## BEGIN

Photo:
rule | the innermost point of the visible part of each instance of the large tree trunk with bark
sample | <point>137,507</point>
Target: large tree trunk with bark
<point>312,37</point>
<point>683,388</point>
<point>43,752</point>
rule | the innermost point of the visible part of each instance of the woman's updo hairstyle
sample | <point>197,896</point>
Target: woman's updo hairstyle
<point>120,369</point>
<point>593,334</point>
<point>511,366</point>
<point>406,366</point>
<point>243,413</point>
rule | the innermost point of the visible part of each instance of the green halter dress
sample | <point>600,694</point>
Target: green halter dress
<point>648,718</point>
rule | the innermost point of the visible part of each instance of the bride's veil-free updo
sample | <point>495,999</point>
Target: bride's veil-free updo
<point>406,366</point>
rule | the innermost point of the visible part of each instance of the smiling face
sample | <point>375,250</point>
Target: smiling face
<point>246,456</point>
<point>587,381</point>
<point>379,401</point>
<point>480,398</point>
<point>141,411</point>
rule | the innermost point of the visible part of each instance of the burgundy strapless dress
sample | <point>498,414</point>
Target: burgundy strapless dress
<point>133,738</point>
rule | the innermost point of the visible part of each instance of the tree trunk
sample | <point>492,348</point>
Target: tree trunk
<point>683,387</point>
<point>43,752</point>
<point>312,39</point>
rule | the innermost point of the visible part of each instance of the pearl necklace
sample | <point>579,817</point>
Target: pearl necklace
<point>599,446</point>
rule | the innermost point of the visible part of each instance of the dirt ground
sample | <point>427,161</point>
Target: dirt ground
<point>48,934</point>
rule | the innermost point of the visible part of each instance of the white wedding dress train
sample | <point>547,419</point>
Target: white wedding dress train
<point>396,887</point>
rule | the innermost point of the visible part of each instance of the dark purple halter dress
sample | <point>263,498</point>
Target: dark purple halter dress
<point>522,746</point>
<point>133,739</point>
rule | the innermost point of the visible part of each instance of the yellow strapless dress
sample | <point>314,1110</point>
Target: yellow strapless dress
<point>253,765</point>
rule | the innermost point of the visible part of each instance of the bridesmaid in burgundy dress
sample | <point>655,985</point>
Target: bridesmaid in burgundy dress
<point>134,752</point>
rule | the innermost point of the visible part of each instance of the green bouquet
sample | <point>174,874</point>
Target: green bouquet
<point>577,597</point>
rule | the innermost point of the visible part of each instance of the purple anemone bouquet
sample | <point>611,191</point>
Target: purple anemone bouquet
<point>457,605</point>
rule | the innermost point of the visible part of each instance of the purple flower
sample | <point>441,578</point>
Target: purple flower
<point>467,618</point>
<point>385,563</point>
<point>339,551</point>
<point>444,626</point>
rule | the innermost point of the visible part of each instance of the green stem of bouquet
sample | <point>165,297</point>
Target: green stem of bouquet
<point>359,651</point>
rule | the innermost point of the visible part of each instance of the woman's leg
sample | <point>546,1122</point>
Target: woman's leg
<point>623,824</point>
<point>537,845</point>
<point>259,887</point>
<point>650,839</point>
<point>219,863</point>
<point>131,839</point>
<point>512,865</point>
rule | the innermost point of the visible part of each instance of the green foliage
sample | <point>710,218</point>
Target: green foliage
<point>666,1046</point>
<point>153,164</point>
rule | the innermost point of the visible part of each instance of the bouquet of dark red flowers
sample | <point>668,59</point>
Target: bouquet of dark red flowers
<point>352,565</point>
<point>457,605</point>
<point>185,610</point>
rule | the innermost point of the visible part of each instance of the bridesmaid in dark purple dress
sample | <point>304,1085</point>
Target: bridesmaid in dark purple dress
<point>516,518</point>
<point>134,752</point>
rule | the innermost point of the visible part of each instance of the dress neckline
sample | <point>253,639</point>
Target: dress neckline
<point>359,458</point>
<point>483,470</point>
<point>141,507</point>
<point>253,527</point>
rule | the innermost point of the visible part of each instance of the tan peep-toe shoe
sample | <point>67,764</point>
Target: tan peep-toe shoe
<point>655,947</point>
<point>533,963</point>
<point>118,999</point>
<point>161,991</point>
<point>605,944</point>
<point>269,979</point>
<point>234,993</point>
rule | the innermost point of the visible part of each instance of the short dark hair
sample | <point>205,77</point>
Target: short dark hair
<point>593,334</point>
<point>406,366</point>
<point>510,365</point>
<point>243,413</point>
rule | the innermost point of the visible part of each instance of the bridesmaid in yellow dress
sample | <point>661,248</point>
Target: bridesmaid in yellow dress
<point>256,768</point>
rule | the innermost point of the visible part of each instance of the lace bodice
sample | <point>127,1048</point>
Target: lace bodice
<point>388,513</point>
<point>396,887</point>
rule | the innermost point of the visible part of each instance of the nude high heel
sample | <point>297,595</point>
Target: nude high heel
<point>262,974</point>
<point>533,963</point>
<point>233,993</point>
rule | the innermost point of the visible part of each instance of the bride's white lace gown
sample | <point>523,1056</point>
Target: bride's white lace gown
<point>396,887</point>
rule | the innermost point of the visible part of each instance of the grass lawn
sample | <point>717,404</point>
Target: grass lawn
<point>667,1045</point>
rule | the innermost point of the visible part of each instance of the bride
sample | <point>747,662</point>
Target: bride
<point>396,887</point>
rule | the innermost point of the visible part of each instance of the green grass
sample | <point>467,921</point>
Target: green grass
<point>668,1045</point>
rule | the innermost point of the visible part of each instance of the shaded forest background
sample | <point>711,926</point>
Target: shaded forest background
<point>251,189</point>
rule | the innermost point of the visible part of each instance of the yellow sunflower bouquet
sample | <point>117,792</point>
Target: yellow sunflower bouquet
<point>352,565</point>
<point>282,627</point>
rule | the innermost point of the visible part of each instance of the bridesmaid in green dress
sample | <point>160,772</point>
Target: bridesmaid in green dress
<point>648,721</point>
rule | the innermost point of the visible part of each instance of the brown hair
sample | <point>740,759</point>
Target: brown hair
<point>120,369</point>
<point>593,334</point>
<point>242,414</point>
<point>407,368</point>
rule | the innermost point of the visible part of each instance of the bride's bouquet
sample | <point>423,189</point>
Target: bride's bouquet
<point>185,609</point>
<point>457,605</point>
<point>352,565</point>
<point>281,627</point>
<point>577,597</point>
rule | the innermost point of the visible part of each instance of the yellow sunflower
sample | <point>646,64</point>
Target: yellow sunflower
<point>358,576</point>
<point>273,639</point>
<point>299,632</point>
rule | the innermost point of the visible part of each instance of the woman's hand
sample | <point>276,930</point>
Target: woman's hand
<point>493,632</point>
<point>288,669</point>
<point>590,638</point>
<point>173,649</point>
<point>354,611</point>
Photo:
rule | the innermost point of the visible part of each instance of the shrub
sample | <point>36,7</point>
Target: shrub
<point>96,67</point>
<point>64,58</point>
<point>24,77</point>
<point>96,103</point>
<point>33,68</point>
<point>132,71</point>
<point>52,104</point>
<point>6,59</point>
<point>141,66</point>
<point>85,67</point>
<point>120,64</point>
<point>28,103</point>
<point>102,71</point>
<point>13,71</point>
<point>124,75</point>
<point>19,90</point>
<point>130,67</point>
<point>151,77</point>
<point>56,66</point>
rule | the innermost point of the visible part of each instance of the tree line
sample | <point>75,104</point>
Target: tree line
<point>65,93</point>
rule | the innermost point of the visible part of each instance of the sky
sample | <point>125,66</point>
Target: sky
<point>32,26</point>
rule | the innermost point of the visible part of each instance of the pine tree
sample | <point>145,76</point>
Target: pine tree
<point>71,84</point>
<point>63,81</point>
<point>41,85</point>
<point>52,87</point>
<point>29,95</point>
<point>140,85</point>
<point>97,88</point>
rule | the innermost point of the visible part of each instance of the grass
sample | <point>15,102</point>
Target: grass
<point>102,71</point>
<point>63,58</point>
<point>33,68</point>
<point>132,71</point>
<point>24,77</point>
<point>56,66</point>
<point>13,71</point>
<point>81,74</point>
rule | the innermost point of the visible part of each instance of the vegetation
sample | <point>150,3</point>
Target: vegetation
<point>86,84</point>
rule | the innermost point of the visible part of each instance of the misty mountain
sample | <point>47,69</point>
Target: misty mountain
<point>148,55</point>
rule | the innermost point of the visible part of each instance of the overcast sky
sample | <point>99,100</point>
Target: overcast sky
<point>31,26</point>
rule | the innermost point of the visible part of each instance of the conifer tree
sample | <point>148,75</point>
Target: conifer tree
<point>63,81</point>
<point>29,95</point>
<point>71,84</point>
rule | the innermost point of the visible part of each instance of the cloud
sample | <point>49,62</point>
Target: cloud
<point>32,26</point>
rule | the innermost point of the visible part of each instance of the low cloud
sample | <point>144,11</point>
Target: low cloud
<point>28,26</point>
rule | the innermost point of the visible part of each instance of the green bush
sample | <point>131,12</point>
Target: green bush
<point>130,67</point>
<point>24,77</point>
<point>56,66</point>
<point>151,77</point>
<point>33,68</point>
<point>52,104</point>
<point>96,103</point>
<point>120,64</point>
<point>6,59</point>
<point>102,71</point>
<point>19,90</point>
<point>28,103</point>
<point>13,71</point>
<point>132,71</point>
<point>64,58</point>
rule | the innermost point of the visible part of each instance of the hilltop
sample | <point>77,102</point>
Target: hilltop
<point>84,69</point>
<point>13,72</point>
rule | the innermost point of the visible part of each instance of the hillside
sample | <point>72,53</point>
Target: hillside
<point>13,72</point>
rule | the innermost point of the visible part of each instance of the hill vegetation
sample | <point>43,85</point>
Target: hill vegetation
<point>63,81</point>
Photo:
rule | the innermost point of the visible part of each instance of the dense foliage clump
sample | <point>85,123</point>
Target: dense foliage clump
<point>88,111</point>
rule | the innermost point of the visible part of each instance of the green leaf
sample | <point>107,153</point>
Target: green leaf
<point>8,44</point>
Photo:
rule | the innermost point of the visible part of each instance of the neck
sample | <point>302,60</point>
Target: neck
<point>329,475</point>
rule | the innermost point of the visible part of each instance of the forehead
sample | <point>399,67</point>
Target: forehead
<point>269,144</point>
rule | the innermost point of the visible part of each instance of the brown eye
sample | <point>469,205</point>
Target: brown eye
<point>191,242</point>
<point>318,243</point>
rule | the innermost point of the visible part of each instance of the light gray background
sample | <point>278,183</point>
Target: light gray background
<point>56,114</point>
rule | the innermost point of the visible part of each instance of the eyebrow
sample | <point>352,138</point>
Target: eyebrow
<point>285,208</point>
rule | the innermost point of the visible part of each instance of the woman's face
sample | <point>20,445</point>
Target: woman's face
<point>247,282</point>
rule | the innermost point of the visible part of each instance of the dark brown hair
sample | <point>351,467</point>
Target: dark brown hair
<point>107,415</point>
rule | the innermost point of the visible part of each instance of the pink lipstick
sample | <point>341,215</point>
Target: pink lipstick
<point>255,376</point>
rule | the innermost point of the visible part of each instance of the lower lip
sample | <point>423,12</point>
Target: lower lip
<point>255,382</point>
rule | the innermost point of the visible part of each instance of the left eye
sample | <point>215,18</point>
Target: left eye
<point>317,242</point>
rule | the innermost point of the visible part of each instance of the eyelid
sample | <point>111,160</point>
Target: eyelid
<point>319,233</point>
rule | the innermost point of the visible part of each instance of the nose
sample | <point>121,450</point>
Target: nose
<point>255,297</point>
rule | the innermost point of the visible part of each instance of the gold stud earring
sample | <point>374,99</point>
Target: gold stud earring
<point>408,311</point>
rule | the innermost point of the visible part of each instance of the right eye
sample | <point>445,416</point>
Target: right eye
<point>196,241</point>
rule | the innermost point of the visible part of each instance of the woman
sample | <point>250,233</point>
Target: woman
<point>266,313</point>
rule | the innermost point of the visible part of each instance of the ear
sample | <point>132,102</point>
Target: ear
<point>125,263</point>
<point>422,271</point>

## END

* TASK DESCRIPTION
Rewrite as a numbered list the lines of the entries starting at the line that contains "the left eye" and ending at the line that contains "<point>317,242</point>", both included. Leave out any blank lines.

* TASK ANSWER
1. rule | the innermost point of the visible part of each instance of the left eye
2. sample | <point>215,18</point>
3. Target: left eye
4. <point>317,242</point>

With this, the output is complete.